Text excerpt |
-*-*-

I have now a code that writes a word on the search bar and clicks it, however, I'm unable to get the synonyms or the said buttons, simply because the find_element finds nothing, and being new to this, I'm afraid I'm using the wrong syntax.
This is my code at the moment (it looks for synonyms of "good"):
from selenium import webdriver
from selenium.webdriver.common.by import By
from selenium.webdriver.support.ui import WebDriverWait
from selenium.webdriver.support import expected_conditions as EC
from selenium.webdriver.common.keys import Keys
import time
PATH = "C:\Program Files (x86)\chromedriver_win32\chromedriver.exe"
driver = webdriver.Chrome(PATH)
driver.get("https://thesaurus.com")
search = driver.find_element_by_id("searchbar_input")
search.send_keys('good')
search.send_keys(Keys.RETURN)
try:
headword = WebDriverWait(driver,10).until(
EC.presence_of_element_located((By.ID, "headword"))
)
print(headword.text)
#buttons = headword.find_element_by_class_name("css-bjn8wh e1br8a1p0")
#print(buttons.text)
meanings = WebDriverWait(driver,10).until(
EC.presence_of_element_located((By.ID, "meanings"))
)
print(meanings.text)
#words = meanings.find_elements_by_class_name("css-1kg1yv8 eh475bn0")
#print(words.text)
except:
print('failed')
driver.quit()
For the first part, I want to access the buttons. The headword is simply the element that contains all the buttons I want to press. This is the headword element according to the inspect tool:
<div id="headword" class="css-bjn8wh e1br8a1p0">
<div class="css-vw3jp5 e1ibdjtj4">
*unecessary stuff*
<div class="css-bjn8wh e1br8a1p0">
<div class="postab-container css-cthfds ew5makj3">
<ul class="css-gap396 ew5makj2">
<li data-test-pos-tab="true" class="active-postab css-kgfkmr ew5makj4">
<a class="css-sc11zf ew5makj1">
<em class="css-1v93s5a ew5makj0">adj.</em>
<strong>pleasant, fine</strong>
</a>
</li>
<li data-test-pos-tab="true" class=" css-1ha4k0a ew5makj4">
*similar stuff*
<li data-test-pos-tab="true" class=" css-1ha4k0a ew5makj4">
...
where each one these <li data-test-pos-tab="true" class=" css-1ha4k0a ew5makj4"> is a button I want to click. So far I have tried a bunch of things like the one showed in the code, and also things like:
buttons = headword.find_elements_by_class_name("css-1ha4k0a ew5makj4")

-*-*-

Records supplied |

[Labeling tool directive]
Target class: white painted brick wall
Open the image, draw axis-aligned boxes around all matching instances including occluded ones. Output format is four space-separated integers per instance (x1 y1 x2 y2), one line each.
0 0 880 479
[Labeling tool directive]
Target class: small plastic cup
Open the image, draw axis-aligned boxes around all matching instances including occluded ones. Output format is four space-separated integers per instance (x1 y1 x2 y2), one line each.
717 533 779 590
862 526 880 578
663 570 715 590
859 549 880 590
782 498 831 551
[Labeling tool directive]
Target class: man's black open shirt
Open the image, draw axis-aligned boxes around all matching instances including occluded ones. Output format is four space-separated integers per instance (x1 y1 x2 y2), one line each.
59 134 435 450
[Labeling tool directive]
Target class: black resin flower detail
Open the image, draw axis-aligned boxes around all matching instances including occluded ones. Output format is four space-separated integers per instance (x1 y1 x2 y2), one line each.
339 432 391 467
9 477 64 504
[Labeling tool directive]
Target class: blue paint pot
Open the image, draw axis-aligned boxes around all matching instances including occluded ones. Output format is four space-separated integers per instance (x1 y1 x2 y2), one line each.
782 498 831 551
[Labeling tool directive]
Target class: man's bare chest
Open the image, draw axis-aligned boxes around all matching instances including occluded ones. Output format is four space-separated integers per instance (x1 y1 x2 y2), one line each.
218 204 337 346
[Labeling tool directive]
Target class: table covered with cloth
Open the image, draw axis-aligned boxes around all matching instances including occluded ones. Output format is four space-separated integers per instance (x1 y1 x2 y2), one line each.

-*-*-

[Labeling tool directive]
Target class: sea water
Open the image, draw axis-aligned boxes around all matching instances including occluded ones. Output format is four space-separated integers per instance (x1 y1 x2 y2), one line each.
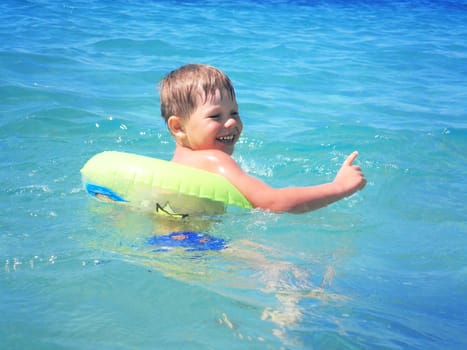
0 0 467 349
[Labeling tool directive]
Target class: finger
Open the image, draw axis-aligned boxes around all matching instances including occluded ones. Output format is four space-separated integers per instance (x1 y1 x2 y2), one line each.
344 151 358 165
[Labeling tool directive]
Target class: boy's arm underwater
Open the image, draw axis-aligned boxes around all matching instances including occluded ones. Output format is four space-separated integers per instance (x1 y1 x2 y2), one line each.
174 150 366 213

-*-*-

The exercise |
Carry on the forum post about using Selenium to reach the synonym buttons on thesaurus.com, starting right after its last line.

Reply to the exercise |
buttons = headword.find_elements_by_css_selector("css-1ha4k0a ew5makj4")
buttons = headword.find_elements_by_class_name("postab-container css-cthfds ew5makj3")
buttons = headword.find_elements_by_css_selector("postab-container css-cthfds ew5makj3")
but in any case Selenium can find these elements.
For the second part I want the synonyms. Here is the meaning element:
<div id="meanings" class="css-16lv1yi e1qo4u831">
<div class="css-1f3egm3 efhksxz0">
*unecessary stuff*
<div data-testid="word-grid-container" class="css-ixatld e1cc71bi0">
<ul class="css-1ngwve3 e1ccqdb60">
<li>
<a font-weight="inherit" href="/browse/acceptable" data-linkid="nn1ov4" class="css-1kg1yv8 eh475bn0">
</a>
</li>
<li>
<a font-weight="inherit" href="/browse/bad" data-linkid="nn1ov4" class="css-1kg1yv8 eh475bn0">
...
where each of these elements is a synonym I want to get. Similarly to the previous case I tried several things such as:
synGrid = meanings.find_element_by_class_name("css-ixatld e1cc71bi0")
synGrid = meanings.find_element_by_css_selector("css-ixatld e1cc71bi0")
words = meanings.find_elements_by_class_name("css-1kg1yv8 eh475bn0")
words = meanings.find_elements_by_css_selector("css-1kg1yv8 eh475bn0")
And again Selenium cannot find these elements...
I would really appreciate some help in order to achieve this, even if it is just a push in the right direction instead of giving a full solution.
Hope I wrote all the needed information, if not, please let me know.
If you use css selector then you have to use dot for class
css_selector(".css-ixatld.e1cc71bi0")
and hash for id
css_selector("#headword")
like you would use in files .css
In css selector you can use also other methods avaliable in CSS.
See css selectors on w3schools.com
Selenium converts class_name to css selector but class_name() expects single name and Selenium has problems when there are two or more names. When it converts class_name to css_selector then it adds dot only before first name but it needs dot also before second and other names. So you have to manually add second dot
class_name("css-ixatld.e1cc71bi0")
See if this works:
meanings = driver.find_elements_by_xpath(".//div[#id='meanings']/div[#data-testid='word-grid-container']/ul/li")
for e in meanings:
e.find_element_by_tag_name("a").click()
//Add a implicit wait if you need
driver.back()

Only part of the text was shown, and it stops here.